_TASK INSTRUCTIONS_:
Word for word, please restate each record and pass over the pictures.

══ INFORMATION SHOWN ══

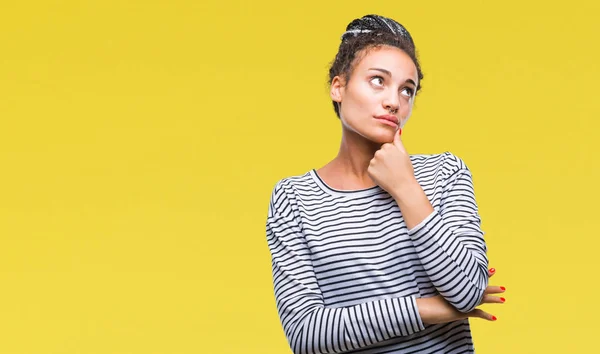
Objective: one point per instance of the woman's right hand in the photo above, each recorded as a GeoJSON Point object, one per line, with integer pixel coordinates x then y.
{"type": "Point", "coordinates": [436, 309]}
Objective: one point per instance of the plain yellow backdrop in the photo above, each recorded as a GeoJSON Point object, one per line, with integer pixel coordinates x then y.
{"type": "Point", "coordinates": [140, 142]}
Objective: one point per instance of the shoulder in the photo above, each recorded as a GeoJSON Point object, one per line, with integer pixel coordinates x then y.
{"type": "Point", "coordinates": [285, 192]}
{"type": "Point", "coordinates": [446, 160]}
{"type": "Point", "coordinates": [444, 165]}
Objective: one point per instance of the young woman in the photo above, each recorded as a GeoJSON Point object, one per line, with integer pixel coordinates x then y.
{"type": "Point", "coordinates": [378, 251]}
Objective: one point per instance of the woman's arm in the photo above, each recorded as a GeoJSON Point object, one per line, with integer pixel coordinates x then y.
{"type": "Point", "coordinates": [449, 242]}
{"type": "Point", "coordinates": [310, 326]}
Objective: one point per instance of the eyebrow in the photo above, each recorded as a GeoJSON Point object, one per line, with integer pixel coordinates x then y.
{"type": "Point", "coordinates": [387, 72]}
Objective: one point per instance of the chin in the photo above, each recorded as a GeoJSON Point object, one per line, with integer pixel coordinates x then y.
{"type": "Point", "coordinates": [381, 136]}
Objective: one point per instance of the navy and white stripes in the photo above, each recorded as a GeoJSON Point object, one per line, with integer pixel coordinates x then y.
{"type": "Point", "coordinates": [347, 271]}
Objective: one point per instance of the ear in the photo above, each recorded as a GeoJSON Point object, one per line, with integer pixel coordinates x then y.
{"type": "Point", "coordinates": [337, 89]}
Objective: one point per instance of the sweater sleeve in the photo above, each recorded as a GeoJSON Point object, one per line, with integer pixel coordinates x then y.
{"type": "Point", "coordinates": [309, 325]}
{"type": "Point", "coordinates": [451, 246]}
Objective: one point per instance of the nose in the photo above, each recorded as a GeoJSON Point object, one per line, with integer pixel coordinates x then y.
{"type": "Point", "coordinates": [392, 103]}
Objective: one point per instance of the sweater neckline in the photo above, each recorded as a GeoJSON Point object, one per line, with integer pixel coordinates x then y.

═══

_SOLUTION FOR THIS EXERCISE_:
Objective: one point per instance of the woman's right hand in the photo above, each recorded as a GeoJSON Point object, one per line, with integer pixel coordinates x then y.
{"type": "Point", "coordinates": [436, 309]}
Objective: one point per instance of the plain yellow backdrop in the photo above, each recorded as a GeoJSON Point object, one per line, with integer pixel coordinates x then y.
{"type": "Point", "coordinates": [140, 142]}
Objective: one point per instance of the shoulder in the photo above, each recorded as a GeoJSON Point object, one per line, with integer pixel coordinates x then y.
{"type": "Point", "coordinates": [285, 192]}
{"type": "Point", "coordinates": [446, 160]}
{"type": "Point", "coordinates": [444, 165]}
Objective: one point per instance of the young woman in the photo above, each recorded as a GeoJSON Point object, one per line, with integer pixel coordinates x then y.
{"type": "Point", "coordinates": [378, 251]}
Objective: one point per instance of the woman's arm in the photo above, each recorded as a GeoJSON Point object, one per line, with integer pixel coordinates x then y.
{"type": "Point", "coordinates": [449, 242]}
{"type": "Point", "coordinates": [310, 326]}
Objective: one point per instance of the eyebrow in the photo above, each recorded as a GeoJSON Point object, one per line, with integer pixel coordinates x then y.
{"type": "Point", "coordinates": [387, 72]}
Objective: one point per instance of the chin in the photo above, each recorded as a GeoJSON Point object, one per line, with integer pixel coordinates x then y.
{"type": "Point", "coordinates": [381, 136]}
Objective: one point per instance of the navy and white stripes in the photo above, each recorded as a GeoJSON Point object, one per line, with integer pixel coordinates x then y.
{"type": "Point", "coordinates": [347, 271]}
Objective: one point per instance of the ear in the photo above, each recorded as a GeoJSON Point object, one per line, with integer pixel coordinates x then y.
{"type": "Point", "coordinates": [337, 89]}
Objective: one point per instance of the sweater sleeve in the photo above, each recorded as a GeoJSON Point object, one per line, with integer pixel coordinates x then y.
{"type": "Point", "coordinates": [309, 325]}
{"type": "Point", "coordinates": [451, 246]}
Objective: one point per instance of the nose in the photo above, each recorded as a GeoJSON Point object, one per line, with integer pixel coordinates x then y.
{"type": "Point", "coordinates": [392, 103]}
Objective: one point per instance of the sweater neckline in the photo above, each recorded as a GeoJSON Point object, one per line, with integer pixel coordinates x then y.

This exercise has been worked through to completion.